## PROBLEM DETAILS
Each record below needs to be set down again exactly.

Recorded data:
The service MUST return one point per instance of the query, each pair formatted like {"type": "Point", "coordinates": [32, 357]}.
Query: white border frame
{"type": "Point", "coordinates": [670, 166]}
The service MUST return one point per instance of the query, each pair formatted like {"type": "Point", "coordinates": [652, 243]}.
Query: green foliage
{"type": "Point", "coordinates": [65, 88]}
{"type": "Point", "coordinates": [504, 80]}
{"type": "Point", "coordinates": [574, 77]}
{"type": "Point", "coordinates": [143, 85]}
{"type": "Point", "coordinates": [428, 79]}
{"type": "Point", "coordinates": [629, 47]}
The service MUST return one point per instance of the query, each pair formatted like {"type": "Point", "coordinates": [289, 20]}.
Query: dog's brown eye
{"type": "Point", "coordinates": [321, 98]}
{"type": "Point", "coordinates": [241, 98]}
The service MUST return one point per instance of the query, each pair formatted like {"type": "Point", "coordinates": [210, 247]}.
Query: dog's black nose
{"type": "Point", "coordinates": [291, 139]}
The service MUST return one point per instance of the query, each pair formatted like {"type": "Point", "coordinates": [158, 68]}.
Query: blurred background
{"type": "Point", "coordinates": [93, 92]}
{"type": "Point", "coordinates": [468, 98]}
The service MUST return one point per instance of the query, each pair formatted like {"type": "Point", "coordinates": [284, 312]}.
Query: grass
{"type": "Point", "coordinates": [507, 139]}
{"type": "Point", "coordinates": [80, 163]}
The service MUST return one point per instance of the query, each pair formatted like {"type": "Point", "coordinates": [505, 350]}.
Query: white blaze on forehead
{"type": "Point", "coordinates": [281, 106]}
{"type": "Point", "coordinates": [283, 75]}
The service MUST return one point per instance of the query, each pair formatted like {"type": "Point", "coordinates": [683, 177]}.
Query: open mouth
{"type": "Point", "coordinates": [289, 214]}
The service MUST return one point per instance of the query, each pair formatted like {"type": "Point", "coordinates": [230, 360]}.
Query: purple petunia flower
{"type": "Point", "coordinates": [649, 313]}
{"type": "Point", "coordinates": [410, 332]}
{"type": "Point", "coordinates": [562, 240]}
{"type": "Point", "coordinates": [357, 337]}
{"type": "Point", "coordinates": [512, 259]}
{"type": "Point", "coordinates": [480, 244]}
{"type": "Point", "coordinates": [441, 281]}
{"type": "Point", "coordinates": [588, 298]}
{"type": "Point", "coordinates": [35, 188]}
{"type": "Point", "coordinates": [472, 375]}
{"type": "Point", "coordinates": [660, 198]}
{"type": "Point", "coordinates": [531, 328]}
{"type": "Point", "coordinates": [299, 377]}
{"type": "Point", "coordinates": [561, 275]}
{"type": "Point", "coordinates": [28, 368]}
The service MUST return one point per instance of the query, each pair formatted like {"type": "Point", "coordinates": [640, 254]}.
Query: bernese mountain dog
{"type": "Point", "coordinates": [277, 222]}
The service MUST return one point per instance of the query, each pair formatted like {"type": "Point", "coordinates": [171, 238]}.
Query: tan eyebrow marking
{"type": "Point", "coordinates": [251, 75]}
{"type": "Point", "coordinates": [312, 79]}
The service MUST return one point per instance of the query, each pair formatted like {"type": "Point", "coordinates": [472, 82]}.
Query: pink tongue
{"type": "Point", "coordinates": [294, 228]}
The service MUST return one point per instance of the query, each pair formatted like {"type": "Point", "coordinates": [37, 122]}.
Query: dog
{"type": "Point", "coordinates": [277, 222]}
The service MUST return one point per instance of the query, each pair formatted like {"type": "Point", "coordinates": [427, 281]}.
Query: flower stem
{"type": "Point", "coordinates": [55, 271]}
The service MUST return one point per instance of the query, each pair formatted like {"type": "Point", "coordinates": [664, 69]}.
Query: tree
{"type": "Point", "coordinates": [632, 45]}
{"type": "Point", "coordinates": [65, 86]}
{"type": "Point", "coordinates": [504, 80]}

## ANSWER SPACE
The service MUST return one point per instance of the query, each pair formatted like {"type": "Point", "coordinates": [32, 357]}.
Query: white border frame
{"type": "Point", "coordinates": [670, 166]}
The service MUST return one point per instance of the query, each pair formatted like {"type": "Point", "coordinates": [652, 243]}.
Query: green foliage
{"type": "Point", "coordinates": [65, 88]}
{"type": "Point", "coordinates": [504, 80]}
{"type": "Point", "coordinates": [574, 77]}
{"type": "Point", "coordinates": [143, 85]}
{"type": "Point", "coordinates": [428, 79]}
{"type": "Point", "coordinates": [629, 47]}
The service MUST return one point per instance of the query, each pair formatted like {"type": "Point", "coordinates": [289, 20]}.
Query: dog's brown eye
{"type": "Point", "coordinates": [321, 98]}
{"type": "Point", "coordinates": [241, 98]}
The service MUST return one point per instance of the query, each pair formatted like {"type": "Point", "coordinates": [210, 247]}.
Query: dog's black nose
{"type": "Point", "coordinates": [291, 139]}
The service MUST return one point per instance of the query, each pair formatted like {"type": "Point", "coordinates": [158, 68]}.
Query: blurred background
{"type": "Point", "coordinates": [93, 92]}
{"type": "Point", "coordinates": [468, 98]}
The service MUST return one point per instance of the query, each pair formatted like {"type": "Point", "coordinates": [284, 312]}.
Query: grass
{"type": "Point", "coordinates": [507, 139]}
{"type": "Point", "coordinates": [80, 163]}
The service MUST return one point per instance of the query, each pair formatted like {"type": "Point", "coordinates": [505, 350]}.
Query: white blaze on forehead
{"type": "Point", "coordinates": [281, 106]}
{"type": "Point", "coordinates": [283, 75]}
The service MUST return one point per instance of the query, each pair formatted like {"type": "Point", "coordinates": [683, 177]}.
Query: open mouth
{"type": "Point", "coordinates": [289, 214]}
The service MUST return one point per instance of the query, each pair formatted like {"type": "Point", "coordinates": [230, 360]}.
Query: purple petunia flower
{"type": "Point", "coordinates": [649, 313]}
{"type": "Point", "coordinates": [410, 332]}
{"type": "Point", "coordinates": [562, 240]}
{"type": "Point", "coordinates": [357, 337]}
{"type": "Point", "coordinates": [512, 259]}
{"type": "Point", "coordinates": [480, 244]}
{"type": "Point", "coordinates": [441, 281]}
{"type": "Point", "coordinates": [588, 298]}
{"type": "Point", "coordinates": [35, 188]}
{"type": "Point", "coordinates": [472, 375]}
{"type": "Point", "coordinates": [660, 198]}
{"type": "Point", "coordinates": [531, 328]}
{"type": "Point", "coordinates": [299, 377]}
{"type": "Point", "coordinates": [561, 275]}
{"type": "Point", "coordinates": [28, 368]}
The service MUST return one point per instance of the query, each pair formatted like {"type": "Point", "coordinates": [640, 254]}.
Query: bernese mountain dog
{"type": "Point", "coordinates": [277, 222]}
The service MUST return one point per instance of the query, each pair formatted like {"type": "Point", "coordinates": [171, 238]}.
Query: tan eyebrow marking
{"type": "Point", "coordinates": [251, 75]}
{"type": "Point", "coordinates": [312, 79]}
The service MUST return one point per instance of the query, each pair formatted like {"type": "Point", "coordinates": [472, 82]}.
Query: pink tongue
{"type": "Point", "coordinates": [294, 228]}
The service MUST return one point per instance of the query, each pair formatted like {"type": "Point", "coordinates": [37, 122]}.
Query: dog
{"type": "Point", "coordinates": [277, 222]}
The service MUST return one point per instance of the query, each pair formatted like {"type": "Point", "coordinates": [427, 281]}.
Query: flower stem
{"type": "Point", "coordinates": [55, 271]}
The service MUST return one point per instance of the query, each pair formatted like {"type": "Point", "coordinates": [664, 69]}.
Query: tree
{"type": "Point", "coordinates": [632, 45]}
{"type": "Point", "coordinates": [65, 86]}
{"type": "Point", "coordinates": [504, 80]}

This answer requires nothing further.